(What is expected) Swap every "light blue" in the items below for "pale blue" and keep all other wording the same. Can you give all the items again with the pictures omitted?

(Some items)
════

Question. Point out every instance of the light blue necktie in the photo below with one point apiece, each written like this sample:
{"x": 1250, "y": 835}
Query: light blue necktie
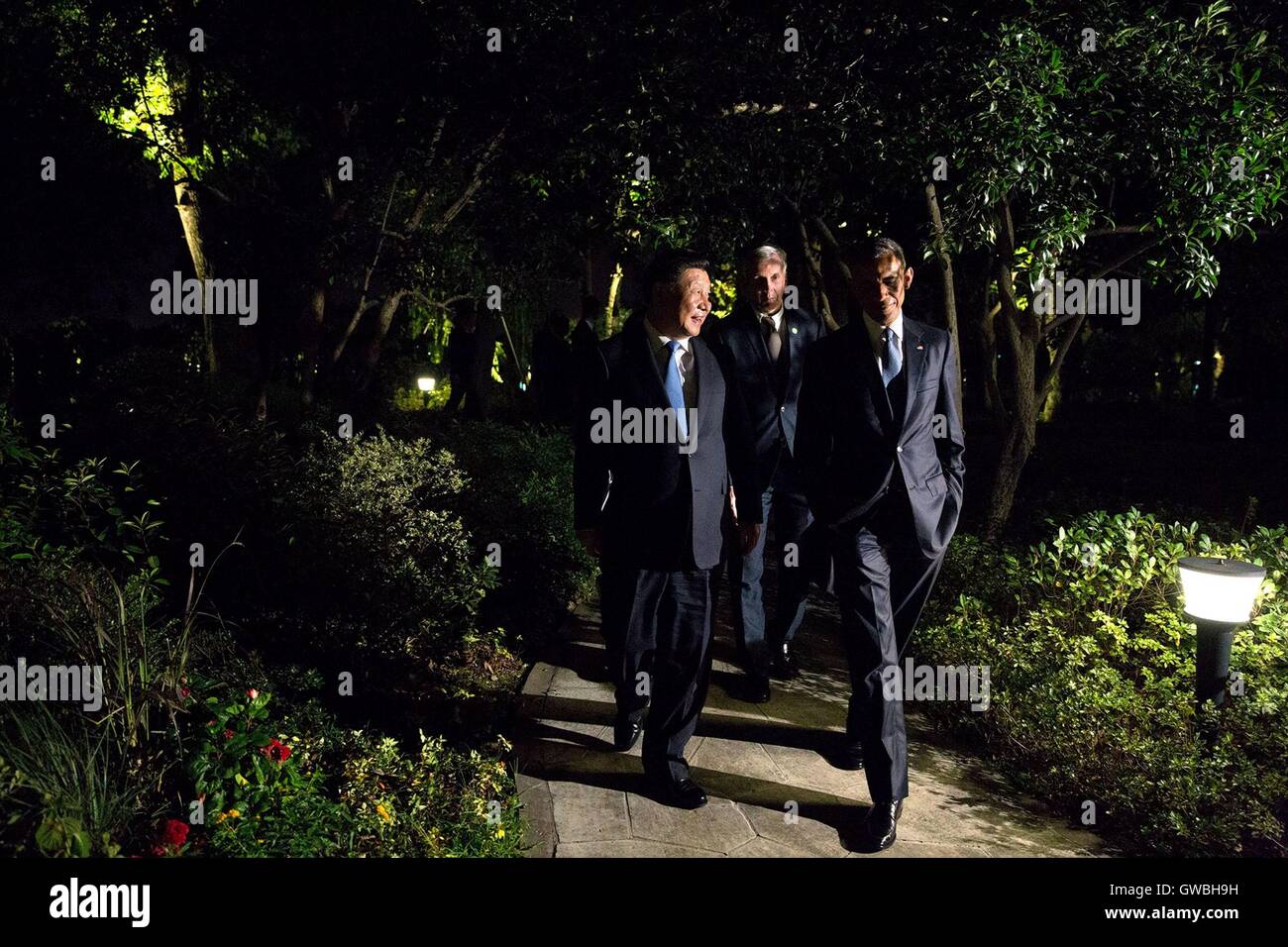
{"x": 892, "y": 360}
{"x": 675, "y": 390}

════

(Finished answer)
Question. Point out every instance of the pale blue necktie in the photo below with one point apiece, each written like this sample:
{"x": 1250, "y": 835}
Query: pale blue necktie
{"x": 892, "y": 360}
{"x": 675, "y": 390}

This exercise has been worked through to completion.